_Task_: I need the records below retyped exactly.

*** Opening Information given ***

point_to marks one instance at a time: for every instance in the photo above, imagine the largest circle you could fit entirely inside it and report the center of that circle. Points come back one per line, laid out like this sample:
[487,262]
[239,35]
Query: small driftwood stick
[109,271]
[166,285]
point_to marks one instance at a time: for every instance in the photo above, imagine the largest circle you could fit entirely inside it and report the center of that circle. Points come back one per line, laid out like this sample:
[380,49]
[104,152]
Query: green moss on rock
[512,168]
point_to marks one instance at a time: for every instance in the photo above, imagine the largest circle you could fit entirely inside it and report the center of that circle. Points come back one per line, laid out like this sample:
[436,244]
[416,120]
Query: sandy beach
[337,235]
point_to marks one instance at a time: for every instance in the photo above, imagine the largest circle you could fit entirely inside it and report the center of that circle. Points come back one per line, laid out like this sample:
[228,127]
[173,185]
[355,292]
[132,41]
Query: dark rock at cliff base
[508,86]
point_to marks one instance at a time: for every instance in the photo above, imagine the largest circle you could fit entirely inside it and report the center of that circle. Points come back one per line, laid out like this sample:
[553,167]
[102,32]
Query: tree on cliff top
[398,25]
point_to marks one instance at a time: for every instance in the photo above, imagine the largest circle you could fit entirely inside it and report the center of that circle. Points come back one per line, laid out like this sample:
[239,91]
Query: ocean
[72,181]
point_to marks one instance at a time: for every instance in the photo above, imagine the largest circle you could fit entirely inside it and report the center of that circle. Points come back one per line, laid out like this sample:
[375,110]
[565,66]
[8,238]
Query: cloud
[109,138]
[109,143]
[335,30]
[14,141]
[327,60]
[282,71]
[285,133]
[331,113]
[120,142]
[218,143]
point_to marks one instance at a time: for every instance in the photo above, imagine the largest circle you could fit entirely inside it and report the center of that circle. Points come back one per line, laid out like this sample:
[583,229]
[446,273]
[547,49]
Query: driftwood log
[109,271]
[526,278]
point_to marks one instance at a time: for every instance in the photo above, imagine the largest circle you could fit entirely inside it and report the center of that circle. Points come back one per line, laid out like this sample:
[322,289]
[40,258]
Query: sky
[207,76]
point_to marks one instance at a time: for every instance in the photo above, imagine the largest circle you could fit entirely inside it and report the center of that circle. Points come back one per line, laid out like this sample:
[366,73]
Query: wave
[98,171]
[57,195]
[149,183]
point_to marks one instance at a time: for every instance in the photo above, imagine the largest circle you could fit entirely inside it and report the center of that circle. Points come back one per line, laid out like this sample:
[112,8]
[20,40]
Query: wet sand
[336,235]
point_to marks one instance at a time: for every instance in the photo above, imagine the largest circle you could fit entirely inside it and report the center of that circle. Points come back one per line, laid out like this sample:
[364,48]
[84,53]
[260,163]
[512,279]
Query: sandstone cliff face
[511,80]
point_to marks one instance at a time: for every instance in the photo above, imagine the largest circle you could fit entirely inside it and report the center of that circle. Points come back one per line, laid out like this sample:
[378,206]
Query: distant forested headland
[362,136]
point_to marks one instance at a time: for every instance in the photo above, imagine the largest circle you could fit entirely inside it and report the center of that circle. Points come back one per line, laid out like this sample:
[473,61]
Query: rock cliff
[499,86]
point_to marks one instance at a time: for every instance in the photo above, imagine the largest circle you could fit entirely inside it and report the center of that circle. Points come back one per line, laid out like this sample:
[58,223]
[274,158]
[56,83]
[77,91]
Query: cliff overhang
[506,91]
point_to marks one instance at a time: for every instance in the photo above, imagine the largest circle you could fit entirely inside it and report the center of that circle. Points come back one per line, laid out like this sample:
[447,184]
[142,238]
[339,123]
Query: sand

*** Closing Information given ***

_Exercise response_:
point_to marks one instance at a time: for every instance in the photo above, imagine the largest circle you could fit entirely inside it and report the center of that circle. Points come back one per line, laid out like this sample:
[487,262]
[239,35]
Query: small driftwood stick
[109,271]
[166,285]
point_to marks one instance at a time: for every instance in the photo above, imagine the largest circle you could fit entirely inside it and report the center of that circle. Points come back one per line, laid out like this sample:
[380,49]
[104,152]
Query: green moss on rock
[512,168]
point_to marks one instance at a time: for every instance in the photo above, imagine the largest circle you could fit entirely inside it and report the center of that circle. Points come back one per line, laid out like this sample:
[436,244]
[416,120]
Query: sandy beach
[337,235]
point_to marks one instance at a time: for every instance in the photo above, imagine the largest circle you could fit entirely inside it and report the center of that circle. Points come back one per line, laid out like this sample:
[228,127]
[173,185]
[355,292]
[132,41]
Query: dark rock at cliff base
[508,86]
point_to marks one instance at a time: for every instance in the photo above, imagine the largest circle you could fit entirely inside it and report the center of that circle. Points come back one per line, laid out like this sample:
[553,167]
[102,32]
Query: tree on cliff top
[398,25]
point_to marks one instance at a time: for every instance in the photo above, imagine the largest circle you could fit entirely inside it and report the center of that circle. Points come back one per line, laid out like this sample:
[239,91]
Query: ocean
[72,181]
point_to marks one instance at a time: for every instance in the photo above, imagine the largest circle you could fit entirely inside it and report the center of that circle. Points come back one per line, laid out like this sample:
[375,110]
[565,66]
[8,238]
Query: cloud
[109,138]
[109,143]
[335,30]
[14,141]
[327,60]
[282,71]
[285,133]
[331,113]
[120,142]
[218,143]
point_to marks one instance at a time: for every instance in the photo above, imagine the largest circle you could fit entirely inside it and report the center of that circle. Points come back one per line, laid out like this sample:
[583,229]
[446,273]
[547,49]
Query: driftwood log
[109,271]
[526,278]
point_to marks one instance at a time: for every instance in the photo above, imagine the largest circle you could fit entirely inside it and report the center of that circle. Points come back one per line, laid out like this sample:
[322,289]
[40,258]
Query: sky
[207,76]
point_to marks one instance at a time: for every instance in the photo above, imagine the largest circle you could fit entirely inside it and report the center of that circle. Points come back one per line, laid out like this sample:
[366,73]
Query: wave
[98,171]
[57,195]
[149,183]
point_to marks one instance at a time: for every instance in the photo above, imagine the largest circle you could fit entirely inside it and report the center of that circle. Points come back one per line, laid out like this sample:
[112,8]
[20,40]
Query: wet sand
[336,235]
point_to marks one instance at a time: for every instance in the photo above, imagine the largest circle you could fit entirely inside it and report the center of that circle. Points come back one per line, laid out like this sample:
[364,48]
[84,53]
[260,163]
[512,279]
Query: sandstone cliff face
[511,80]
point_to marks one instance at a time: for every instance in the photo above, imagine the largest circle you could fit entirely inside it and report the center of that circle. Points come back one per line, laid out like this sample:
[378,206]
Query: distant forested headland
[362,136]
point_to marks one instance at a time: for every instance in the photo above, imagine the largest circle you could fit entirely inside it and report the center of that circle. Points come back one per line, laid out like this sample:
[473,61]
Query: rock cliff
[499,86]
point_to marks one instance at a time: for every instance in the photo above, imagine the largest circle you could fit entirely inside it and report the center of that circle. Points come back one per line, laid out like this sample:
[58,223]
[274,158]
[56,83]
[77,91]
Query: cliff overhang
[506,91]
point_to marks one instance at a time: for every instance in the photo above, imagine the largest circle you could fit entirely inside it and report the center of that circle. Points come back one per line, laid out like this sample:
[447,184]
[142,238]
[339,123]
Query: sand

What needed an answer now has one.